(Passage to read):
10K views 44 replies 15 participants last post by  cuppatea  
#1 ·
Hi all,

I have been for some time now chasing this stuttering from the engine whilst under load, Eg. accelerating above qaurter throttle and only in first and second gear.

I have been to many mechanics all of which said a fuel related issue. So i have changed the injectors, i have checked the IP for a gauze filter (didnt have one, checked by two people). I have changed the fuel filter twice, and i have recently added a Carter P4600HP fuel pump to the system as the last diagnosis was that the lifter pump inside the IP had worn and was not delivering enough fuel under load.

After installing the carter pump before the primer pump and fuel filter housing i bled the fuel system and the injectors, and after that it was actually idling better than it ever did. But a short drive later and the stuttering is still there. Its not as bad as it used to be but its still there.

I have been asked is if it blows any coloured smoke, no it does not. Doesn't even blow black smoke during the stuttering as it looses power whilst it happens.

Another suggestion i had was the fuel tank. I have not checked the fuel tank yet for any crap in the bottom, i can do so but i would have to either drop the tank or completely remove my drawers to do it. But when changing the fuel filter i have not noticed massive deposits of crap, or at least no more than normal.

I am completely baffled at this. I cannot resolve it and its costing me an arm and a leg to do so. I really just want to find the problem. Any ideas?
 
#2 ·
Im pretty sure i have read somewhere on here before that another member had a similar issue.

Whilst it could indeed be IP related, without swapping it with a known good one your unlikely to know.

What ended up fixing this problem that i read, was the breather line on the fuel tank was blocked, once it was replaced and the breather working properly, the problem disappeared.

Would be worthwhile checking, and reasonably cheaper than an injector pump too.
 
#3 ·
I'm inclined to agree with tj81. The fact that it only does it in 1st and 2nd gear, when the fuel demand is likely to be highest supports a blockage theory.

I'd try taking it for a fang with the fuel cap off and see if that makes a difference.

Let us know how you go, please.

Good luck!!
 
#7 ·
Surely you could replicate this in other gears.
Throw a trailer on the back.
I just don't get why it would happen in only 1st and 2nd and hence be a breathing issue. Under load in any gear I would have thought would cause it.

(Information given):
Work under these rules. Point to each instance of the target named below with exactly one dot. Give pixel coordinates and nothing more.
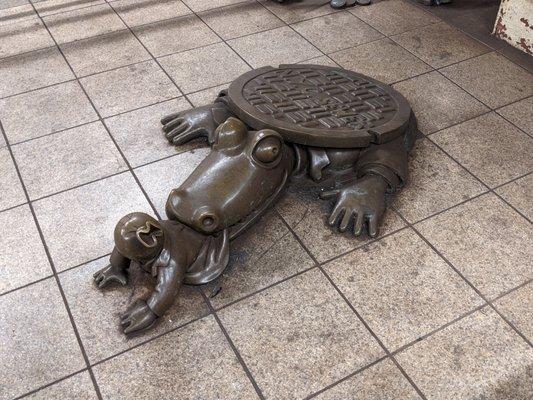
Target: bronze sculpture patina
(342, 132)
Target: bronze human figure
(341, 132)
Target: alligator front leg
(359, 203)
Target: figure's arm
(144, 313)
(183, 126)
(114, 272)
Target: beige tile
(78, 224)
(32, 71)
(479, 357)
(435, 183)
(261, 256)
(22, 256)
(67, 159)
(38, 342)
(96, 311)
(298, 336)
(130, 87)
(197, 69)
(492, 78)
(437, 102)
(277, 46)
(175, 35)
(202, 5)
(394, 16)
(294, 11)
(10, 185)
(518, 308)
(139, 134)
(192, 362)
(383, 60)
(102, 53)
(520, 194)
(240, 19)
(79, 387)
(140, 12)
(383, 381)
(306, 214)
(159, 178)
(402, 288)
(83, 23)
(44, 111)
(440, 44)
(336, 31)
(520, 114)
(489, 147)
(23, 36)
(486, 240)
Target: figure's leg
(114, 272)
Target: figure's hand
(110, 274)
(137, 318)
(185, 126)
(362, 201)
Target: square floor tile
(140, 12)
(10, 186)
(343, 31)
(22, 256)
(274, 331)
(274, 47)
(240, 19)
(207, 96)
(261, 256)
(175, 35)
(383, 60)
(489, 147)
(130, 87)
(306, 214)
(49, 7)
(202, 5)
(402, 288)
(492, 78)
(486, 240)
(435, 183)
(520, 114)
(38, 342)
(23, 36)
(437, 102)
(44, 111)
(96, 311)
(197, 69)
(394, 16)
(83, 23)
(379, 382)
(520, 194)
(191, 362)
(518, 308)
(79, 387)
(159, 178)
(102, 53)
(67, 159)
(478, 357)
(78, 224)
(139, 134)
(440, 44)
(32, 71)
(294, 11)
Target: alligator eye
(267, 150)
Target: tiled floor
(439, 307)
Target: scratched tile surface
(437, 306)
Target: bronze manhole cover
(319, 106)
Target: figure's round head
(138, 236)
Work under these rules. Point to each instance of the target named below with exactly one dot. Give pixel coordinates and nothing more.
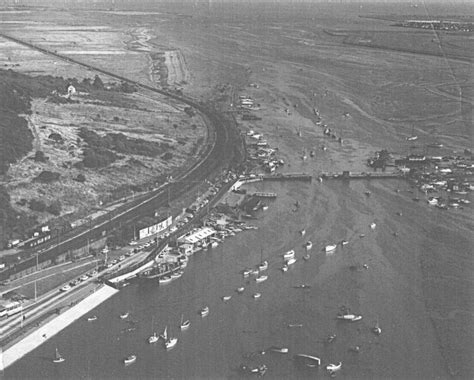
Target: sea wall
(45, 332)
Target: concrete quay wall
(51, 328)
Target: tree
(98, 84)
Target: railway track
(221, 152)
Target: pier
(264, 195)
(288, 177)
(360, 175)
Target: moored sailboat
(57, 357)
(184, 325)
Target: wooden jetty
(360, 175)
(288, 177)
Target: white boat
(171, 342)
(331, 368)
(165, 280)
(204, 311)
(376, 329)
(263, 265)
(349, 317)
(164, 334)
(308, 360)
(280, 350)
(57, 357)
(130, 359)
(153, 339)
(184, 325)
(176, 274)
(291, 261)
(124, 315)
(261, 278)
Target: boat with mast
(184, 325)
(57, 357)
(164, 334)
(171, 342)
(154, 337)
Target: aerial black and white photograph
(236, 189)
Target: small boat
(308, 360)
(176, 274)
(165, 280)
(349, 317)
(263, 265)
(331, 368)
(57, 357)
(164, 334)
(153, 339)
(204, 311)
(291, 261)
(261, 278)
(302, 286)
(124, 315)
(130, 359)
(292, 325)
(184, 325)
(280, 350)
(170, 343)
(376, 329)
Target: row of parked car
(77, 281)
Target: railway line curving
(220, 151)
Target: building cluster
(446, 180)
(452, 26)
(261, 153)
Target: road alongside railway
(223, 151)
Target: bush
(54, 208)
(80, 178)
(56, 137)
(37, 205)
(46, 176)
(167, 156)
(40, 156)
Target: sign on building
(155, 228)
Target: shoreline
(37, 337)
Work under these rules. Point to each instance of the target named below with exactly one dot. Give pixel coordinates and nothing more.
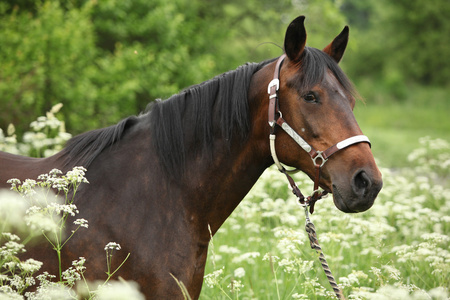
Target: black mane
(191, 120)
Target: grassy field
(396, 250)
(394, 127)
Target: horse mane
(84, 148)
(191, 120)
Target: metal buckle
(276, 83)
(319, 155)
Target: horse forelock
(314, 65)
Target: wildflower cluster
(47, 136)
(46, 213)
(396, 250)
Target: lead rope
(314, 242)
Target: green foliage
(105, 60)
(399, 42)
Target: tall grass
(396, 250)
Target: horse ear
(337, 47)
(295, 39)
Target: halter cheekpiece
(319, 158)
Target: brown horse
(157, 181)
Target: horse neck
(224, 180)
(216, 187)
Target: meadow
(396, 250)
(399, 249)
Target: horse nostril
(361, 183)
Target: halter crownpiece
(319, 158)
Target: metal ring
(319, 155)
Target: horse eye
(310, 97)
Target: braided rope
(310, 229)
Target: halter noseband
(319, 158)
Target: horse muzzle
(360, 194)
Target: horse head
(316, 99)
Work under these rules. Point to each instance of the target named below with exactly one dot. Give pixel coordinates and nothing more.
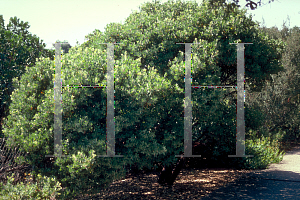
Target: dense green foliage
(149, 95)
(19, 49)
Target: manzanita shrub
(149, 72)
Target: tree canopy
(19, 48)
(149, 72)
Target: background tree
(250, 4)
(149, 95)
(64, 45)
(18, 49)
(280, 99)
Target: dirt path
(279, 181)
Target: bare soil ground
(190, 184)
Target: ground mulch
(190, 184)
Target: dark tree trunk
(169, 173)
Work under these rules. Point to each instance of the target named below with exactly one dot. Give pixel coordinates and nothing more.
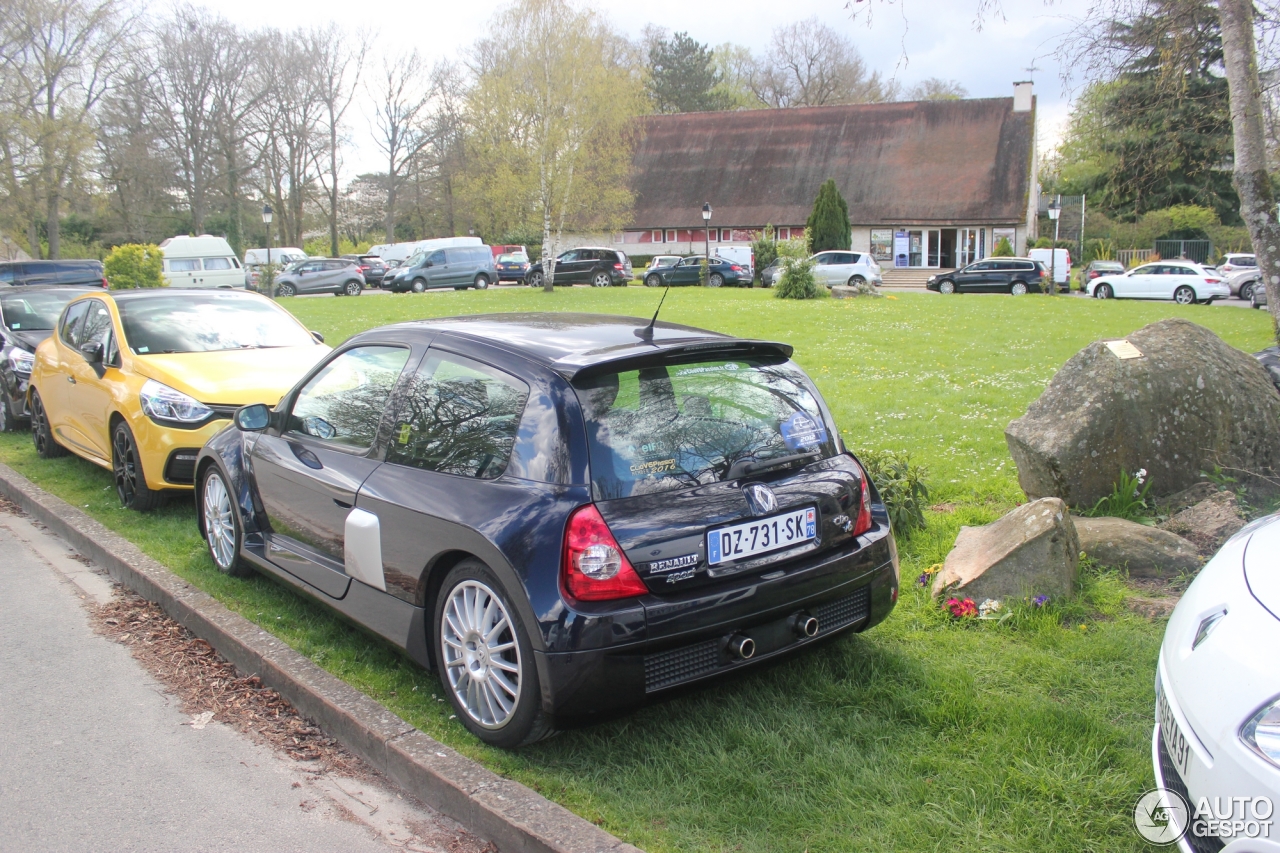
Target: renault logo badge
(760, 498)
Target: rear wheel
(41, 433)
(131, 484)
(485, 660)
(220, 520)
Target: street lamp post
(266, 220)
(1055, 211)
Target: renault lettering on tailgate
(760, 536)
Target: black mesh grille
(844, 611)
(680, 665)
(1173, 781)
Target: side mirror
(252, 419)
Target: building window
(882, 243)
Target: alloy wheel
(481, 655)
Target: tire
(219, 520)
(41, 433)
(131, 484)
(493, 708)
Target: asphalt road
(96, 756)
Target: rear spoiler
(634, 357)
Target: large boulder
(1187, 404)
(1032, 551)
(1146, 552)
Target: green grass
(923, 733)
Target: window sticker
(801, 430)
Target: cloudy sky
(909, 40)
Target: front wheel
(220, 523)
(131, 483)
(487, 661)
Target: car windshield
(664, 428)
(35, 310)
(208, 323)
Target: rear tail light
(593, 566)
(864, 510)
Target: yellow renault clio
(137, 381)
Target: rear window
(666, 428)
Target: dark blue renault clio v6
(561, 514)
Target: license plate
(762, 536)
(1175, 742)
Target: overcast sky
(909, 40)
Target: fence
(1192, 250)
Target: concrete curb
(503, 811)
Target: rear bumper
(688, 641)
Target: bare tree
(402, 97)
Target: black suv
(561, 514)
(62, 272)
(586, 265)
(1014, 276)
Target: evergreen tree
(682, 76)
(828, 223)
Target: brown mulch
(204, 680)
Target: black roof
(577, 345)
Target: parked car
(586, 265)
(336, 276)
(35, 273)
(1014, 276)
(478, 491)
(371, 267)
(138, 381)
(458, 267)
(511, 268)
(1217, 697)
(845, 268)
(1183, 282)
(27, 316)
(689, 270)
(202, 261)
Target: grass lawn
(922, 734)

(Questions to answer):
1. In the forum thread about the engine stutter, which fuel pump did the original poster add to the system?
2. According to the forum thread about the engine stutter, why did the original poster add an extra fuel pump?
3. Carry on the forum thread about the engine stutter from the point where it stops.

(Response list):
1. A Carter P4600HP fuel pump.

2. The most recent diagnosis was that the lifter pump inside the injection pump had worn out and was not delivering enough fuel under load. The extra pump was added to make up for that shortfall.

3.
But hey give the breathing idea a crack for sure.

Franky.;)
 
#4 ·
Another suggestion i had was the fuel tank. I have not checked the fuel tank yet for any crap in the bottom,
Since you have a lift pump installed it's not to hard to check that the tank pickup is getting a good supply of fuel. Just disconnect the fuel line from the filter and check that a good stream of fuel is coming out with the ignition on (catch fuel in a bottle). You can do it at the IP as well to make sure there are no restrictions at the filter. Try it with the fuel cap on and off to make sure the breather is free.
 
#9 ·
Would no longer be any air leaks with a lift pump installed. If there was we would now be seeing fuel leaks, wouldn't we???

It does seem unusual that it is only in firs and second, you would think at some point you could get a similar load situation in at least 3rd. Presumably it is doing this both hot and cold?? Is it a gear position situation or is it a RPM situation. Are you just not getting to the same RPM points in a higher gear to replicate it in a higher gear.
 
#6 ·
Thanks guys i will try it without the fuel cap. Very likley its a blockage, lots of mud out here recently, could be blocked.

It starts fine Franky, i thought the same thing, but i checked the entire system for leaks and nothing.

I will let you guys know my results.
 
#10 ·
FesterGU, im not sure why but i cannot get it to stutter in any other gear but 1st and second. Even at close to full rev. It is very strange and why ive been chasing it for so long.. im trying the fuel cap off tonight guys i will let you know
 
#12 ·
Alright, update!

Fuel cap off made no difference. No improvement, nor did it make it any worse. So its not a vaccum issue. I checked the little one way valve in the fuel cap, it only lets air into the tank. So it would be able to pull air that way anyway.

BeNos, i have been thinking this. I can get it replaced, but i dont want to spend that kind of money on a pump thats only done 260k km's and then to find out its not the issue and the pump is fine. If someone locally had a pump i could try, yeah sure. But it's still alot of work. I would want to be certain i have tried everything first (hence me reaching out on the forum).
 
#26 ·
my old patrol had a like splutter under plenty of boot. put a lift pump on it. was a lot better. was still kind of there ever so slightly. same engine, new car new pump and no lift pump and no splutter.
so for me pump was knackered. but yeah its a lot of coin to throw at a guess.
 
#13 ·
This has me stumpted as well. :confused:Its not the clutch is it.
Surely if it's a fuel issue ( or a clutch issue for that matter),you should be able to replicate it in any gear as I said before.
Maybe it's time to look at the fuel pickup in the tank. Even then why doesn't it happen in every gear in loaded up situations?

Franky.;)
 
#14 ·
Clutch is only 10k km's old. Assuming everything has been replaced correctly, then it shouldnt be the issue.

Yeah im thinking the same, time to drop the tank and check. The tank isnt a decent one, when i bought the car someone had home made a long range tank with no baffling or anything. Its just a steel box. So if i get an LRA and swap it out whilst i got it down its a bonus i suppose.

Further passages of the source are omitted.